* begin TEXT TO READ *
Remember that assembly only lets you do what's possible in machine code. Thus it's really a question about ISA design. Such decisions often involve what's easy for the hardware to decode, as well as encoding efficiency considerations. (Using up opcodes on rarely-used instructions would be bad.)

It's not designed to make things harder, it's designed to not need any new opcodes for mov, when AMD was extending x86 to 64-bit and aiming not to need a whole separate decoder unit for different modes. And also to limit 64-bit immediates to one special instruction format. mov is the only instruction that can ever use a 64-bit immediate at all (or a 64-bit absolute address, for load/store of AL/AX/EAX/RAX).

Check out Intel's manual for the forms of mov (note that it uses Intel syntax, destination first, and so will my answer.) I also summarized the forms (and their instruction lengths) in Difference between movq and movabsq in x86-64, as did @MargaretBloom in answer to What's the difference between the x86-64 AT&T instructions movq and movabsq?.

Allowing an imm64 along with a ModR/M addressing mode would also make it possible to run into the 15-byte upper limit on instruction length pretty easily, e.g. REX + opcode + imm64 is 10 bytes, and ModRM+SIB+disp32 is 6. So mov [rdi + rax*8 + 1234], imm64 would not be encodable even if there was an opcode for mov r/m64, imm64.
* end TEXT TO READ *
* begin DATASET RECORDS *
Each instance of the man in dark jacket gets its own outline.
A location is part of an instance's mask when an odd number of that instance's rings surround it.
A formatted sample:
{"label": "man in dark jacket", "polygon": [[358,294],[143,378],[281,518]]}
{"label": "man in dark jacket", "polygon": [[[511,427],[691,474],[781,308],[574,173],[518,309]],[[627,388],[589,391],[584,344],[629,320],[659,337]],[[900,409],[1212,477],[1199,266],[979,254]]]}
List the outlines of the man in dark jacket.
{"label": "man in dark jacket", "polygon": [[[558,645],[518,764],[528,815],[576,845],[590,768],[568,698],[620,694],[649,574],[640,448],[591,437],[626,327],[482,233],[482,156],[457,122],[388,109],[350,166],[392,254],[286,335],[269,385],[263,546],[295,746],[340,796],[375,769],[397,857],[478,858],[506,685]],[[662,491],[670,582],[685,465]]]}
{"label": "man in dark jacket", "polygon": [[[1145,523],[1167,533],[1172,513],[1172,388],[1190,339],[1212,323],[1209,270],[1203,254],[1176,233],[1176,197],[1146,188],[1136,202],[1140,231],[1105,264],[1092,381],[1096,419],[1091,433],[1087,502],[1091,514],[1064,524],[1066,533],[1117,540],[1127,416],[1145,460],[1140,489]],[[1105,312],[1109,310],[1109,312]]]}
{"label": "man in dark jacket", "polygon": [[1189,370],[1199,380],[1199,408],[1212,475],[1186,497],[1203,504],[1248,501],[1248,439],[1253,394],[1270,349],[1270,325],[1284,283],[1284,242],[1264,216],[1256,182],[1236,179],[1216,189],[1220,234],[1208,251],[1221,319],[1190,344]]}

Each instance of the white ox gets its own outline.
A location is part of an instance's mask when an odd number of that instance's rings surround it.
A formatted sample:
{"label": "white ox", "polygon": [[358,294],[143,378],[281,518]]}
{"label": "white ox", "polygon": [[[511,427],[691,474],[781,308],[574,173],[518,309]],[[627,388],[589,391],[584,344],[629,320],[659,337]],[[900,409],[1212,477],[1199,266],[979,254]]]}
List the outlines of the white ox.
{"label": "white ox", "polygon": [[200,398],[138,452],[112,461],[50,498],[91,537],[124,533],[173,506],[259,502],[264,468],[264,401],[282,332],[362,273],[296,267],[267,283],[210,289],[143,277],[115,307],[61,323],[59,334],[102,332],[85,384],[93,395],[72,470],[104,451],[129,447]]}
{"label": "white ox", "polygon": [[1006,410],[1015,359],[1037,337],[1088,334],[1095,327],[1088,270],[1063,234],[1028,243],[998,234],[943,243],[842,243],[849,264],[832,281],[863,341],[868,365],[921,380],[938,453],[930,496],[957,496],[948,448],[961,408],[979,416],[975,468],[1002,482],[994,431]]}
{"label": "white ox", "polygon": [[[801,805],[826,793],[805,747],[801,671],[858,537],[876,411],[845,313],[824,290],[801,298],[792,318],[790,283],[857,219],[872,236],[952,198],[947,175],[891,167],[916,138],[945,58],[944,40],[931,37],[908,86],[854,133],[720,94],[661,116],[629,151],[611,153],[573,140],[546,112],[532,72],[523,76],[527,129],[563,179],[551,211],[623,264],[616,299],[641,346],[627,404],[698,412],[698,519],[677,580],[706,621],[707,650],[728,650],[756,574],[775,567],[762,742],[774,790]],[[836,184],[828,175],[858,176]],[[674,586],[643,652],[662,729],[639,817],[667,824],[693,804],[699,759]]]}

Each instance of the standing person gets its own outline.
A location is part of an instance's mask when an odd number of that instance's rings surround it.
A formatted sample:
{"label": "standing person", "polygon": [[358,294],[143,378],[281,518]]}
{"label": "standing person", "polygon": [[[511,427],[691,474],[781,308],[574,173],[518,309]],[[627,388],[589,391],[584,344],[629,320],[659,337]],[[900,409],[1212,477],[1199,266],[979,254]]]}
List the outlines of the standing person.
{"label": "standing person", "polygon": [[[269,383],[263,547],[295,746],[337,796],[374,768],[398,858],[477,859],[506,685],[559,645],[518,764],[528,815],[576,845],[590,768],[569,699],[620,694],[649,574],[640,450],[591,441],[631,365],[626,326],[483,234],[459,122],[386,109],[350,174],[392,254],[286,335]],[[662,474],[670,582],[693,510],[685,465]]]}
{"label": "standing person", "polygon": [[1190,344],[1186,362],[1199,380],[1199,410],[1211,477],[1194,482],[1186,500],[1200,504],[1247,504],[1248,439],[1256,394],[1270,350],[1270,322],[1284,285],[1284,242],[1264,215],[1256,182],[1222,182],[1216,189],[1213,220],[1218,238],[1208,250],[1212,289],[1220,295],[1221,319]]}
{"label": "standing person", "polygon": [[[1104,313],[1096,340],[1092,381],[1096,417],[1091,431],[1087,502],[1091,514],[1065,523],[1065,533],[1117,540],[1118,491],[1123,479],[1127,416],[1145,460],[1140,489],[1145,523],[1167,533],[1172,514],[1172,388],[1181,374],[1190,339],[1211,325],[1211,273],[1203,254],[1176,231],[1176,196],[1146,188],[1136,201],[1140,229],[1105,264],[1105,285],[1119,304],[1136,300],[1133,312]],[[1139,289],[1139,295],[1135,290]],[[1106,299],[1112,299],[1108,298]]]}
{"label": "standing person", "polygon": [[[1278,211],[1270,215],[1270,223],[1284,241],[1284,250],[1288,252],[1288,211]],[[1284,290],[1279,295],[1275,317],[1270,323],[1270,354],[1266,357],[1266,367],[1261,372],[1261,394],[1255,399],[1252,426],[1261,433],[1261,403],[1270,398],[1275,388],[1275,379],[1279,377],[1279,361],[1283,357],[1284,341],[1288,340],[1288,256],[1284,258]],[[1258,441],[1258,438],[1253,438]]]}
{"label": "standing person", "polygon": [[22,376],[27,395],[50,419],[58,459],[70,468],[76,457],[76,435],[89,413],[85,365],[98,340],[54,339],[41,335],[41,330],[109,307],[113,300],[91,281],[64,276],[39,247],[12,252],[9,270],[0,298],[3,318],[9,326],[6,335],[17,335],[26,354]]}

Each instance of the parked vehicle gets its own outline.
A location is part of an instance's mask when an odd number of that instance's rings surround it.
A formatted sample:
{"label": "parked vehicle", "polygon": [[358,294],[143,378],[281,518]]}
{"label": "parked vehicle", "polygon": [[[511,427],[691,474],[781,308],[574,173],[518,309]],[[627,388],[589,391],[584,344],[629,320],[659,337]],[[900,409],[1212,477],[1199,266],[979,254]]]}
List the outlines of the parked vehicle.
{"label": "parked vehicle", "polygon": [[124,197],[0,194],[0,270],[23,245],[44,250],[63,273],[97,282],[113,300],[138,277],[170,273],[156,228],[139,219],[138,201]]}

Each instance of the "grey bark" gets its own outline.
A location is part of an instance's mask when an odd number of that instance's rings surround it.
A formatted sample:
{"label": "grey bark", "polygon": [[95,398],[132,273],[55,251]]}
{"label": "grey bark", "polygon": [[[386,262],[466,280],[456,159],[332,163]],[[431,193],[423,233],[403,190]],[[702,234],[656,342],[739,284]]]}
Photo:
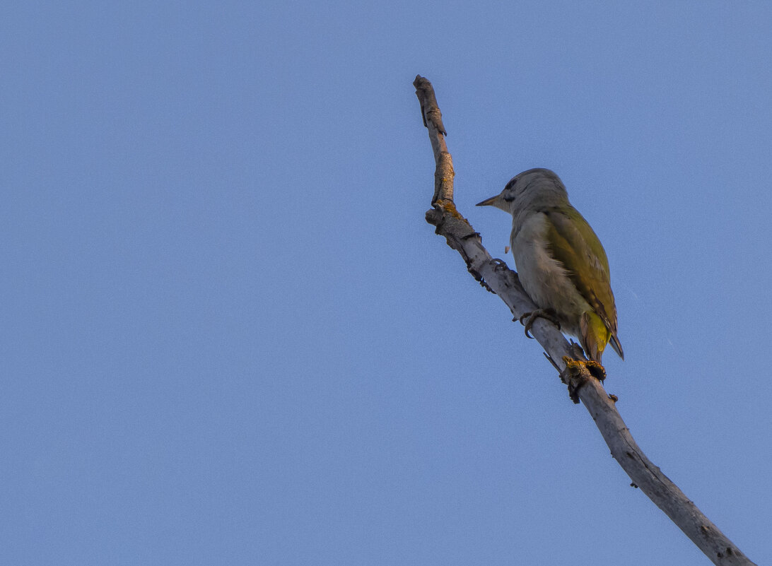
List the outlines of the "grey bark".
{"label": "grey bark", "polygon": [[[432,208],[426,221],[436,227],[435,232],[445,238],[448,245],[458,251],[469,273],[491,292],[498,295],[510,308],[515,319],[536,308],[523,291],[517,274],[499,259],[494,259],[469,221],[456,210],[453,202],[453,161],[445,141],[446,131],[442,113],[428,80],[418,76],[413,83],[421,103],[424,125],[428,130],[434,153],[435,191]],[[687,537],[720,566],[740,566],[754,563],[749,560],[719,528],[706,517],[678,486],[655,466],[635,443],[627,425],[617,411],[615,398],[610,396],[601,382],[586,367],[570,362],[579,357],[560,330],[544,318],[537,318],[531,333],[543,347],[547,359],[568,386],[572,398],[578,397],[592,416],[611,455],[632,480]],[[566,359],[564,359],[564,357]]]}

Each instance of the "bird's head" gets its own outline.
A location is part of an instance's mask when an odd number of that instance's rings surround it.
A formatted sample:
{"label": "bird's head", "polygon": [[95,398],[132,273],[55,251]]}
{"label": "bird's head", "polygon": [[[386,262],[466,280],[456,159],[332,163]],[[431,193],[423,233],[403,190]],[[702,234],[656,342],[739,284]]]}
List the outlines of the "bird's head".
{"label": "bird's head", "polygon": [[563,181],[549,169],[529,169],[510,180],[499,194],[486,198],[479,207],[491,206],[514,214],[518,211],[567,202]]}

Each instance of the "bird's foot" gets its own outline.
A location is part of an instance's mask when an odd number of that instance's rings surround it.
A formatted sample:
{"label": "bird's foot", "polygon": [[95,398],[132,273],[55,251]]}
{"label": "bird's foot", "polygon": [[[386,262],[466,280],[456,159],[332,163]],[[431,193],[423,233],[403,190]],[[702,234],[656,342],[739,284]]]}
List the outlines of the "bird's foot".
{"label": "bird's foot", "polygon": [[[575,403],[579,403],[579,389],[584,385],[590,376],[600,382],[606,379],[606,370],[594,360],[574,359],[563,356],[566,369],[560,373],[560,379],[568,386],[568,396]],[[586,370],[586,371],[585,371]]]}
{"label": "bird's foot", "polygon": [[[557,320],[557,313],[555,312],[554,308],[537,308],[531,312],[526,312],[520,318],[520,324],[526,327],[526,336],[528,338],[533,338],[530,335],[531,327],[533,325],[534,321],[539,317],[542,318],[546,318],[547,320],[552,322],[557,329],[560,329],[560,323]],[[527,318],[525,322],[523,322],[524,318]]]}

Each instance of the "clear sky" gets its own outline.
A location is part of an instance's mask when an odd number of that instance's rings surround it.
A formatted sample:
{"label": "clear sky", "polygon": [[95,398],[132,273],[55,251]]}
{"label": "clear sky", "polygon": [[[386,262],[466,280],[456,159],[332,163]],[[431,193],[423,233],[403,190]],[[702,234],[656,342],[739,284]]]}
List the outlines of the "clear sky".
* end DATASET RECORDS *
GIVEN EXERCISE A:
Decide whether each statement below agrees with the passage on x86-64 mov encoding, answering yes or no and quoting the deciding words from that passage. (i) mov is the only instruction that can use a 64-bit immediate. (ii) REX + opcode + imm64 takes 6 bytes. (iii) Instructions are limited to 15 bytes in length.
GIVEN EXERCISE B:
Carry the passage on x86-64 mov encoding forward from its final sentence.

RESPONSE A:
(i) Yes: "mov is the only instruction that can ever use a 64-bit immediate at all"
(ii) No: "REX + opcode + imm64 is 10 bytes"
(iii) Yes: "the 15-byte upper limit on instruction length"

RESPONSE B:
And that's assuming they repurposed one of the 1-byte opcodes that were freed up by making some instructions invalid in 64-bit mode (e.g. aaa), which might be inconvenient for the decoders (and instruction-length pre-decoders) because in other modes those opcodes don't take a ModRM byte or an immediate.


movq is for the forms of mov with a normal ModRM byte to allow an arbitrary addressing mode as the destination. (Or as the source for movq r64, r/m64). AMD chose to keep the immediate for these as 32-bit, same as with 32-bit operand size1.

These forms of mov are the same instruction format as other instructions like add. For ease of decoding, this means a REX prefix doesn't change the instruction length for these opcodes. Instruction-length decoding is already hard enough when the addressing mode is variable-length.

So movq is 64-bit operand-size but otherwise the same instruction format mov r/m64, imm32 (becoming the sign-extended-immediate form, same as every other instruction which only has one immediate form), and mov r/m64, r64 or mov r64, r/m64.

movabs is the 64-bit form of the existing no-ModRM short form mov reg, imm32. This one is already a special case (because of the no-ModRM encoding, with register number from the low 3 bits of the opcode byte). Small positive constants can just use 32-bit operand size for implicit zero-extension to 64-bit with no loss of efficiency (like 5-byte mov eax, 123 / AT&T mov $123, %eax in 32 or 64-bit mode). And having a 64-bit absolute mov is useful so it makes sense AMD did that.

Since there's no ModRM byte, it can only encode a register destination. It would take a whole different opcode to add a form that could take a memory operand.


From one POV, be grateful you get a mov with 64-bit immediates at all; RISC ISAs like AArch64 (with fixed-width 32-bit instructions) need more like 4 instructions just to get a 64-bit value into a register. (Unless it's a repeating bit-pattern; AArch64 is actually pretty cool. Unlike earlier RISCs like MIPS64 or PowerPC64)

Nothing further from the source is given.